▶ _Prompt_
Rescale the material below by rewriting all of its text lines, with every point coordinate multiplied by 2.5 and rounded to a whole number (halves round up). Omit the pictures.

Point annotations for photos

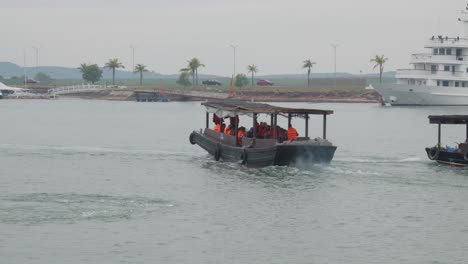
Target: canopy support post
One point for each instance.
(439, 136)
(254, 126)
(236, 128)
(466, 140)
(324, 126)
(275, 121)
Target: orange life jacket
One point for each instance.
(292, 133)
(240, 133)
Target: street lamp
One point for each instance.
(234, 47)
(36, 49)
(133, 58)
(24, 69)
(335, 46)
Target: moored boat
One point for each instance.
(438, 77)
(453, 156)
(264, 145)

▶ _Exercise solution_
Target: canopy support post
One point for each instance.
(1098, 340)
(635, 315)
(590, 320)
(1165, 350)
(810, 315)
(688, 303)
Target: orange life jacket
One point for each instance.
(730, 333)
(600, 333)
Target: street lamp
One point for each instance.
(585, 118)
(90, 123)
(333, 145)
(60, 173)
(838, 115)
Target: moored boat
One point for each instance.
(1095, 193)
(1133, 390)
(660, 363)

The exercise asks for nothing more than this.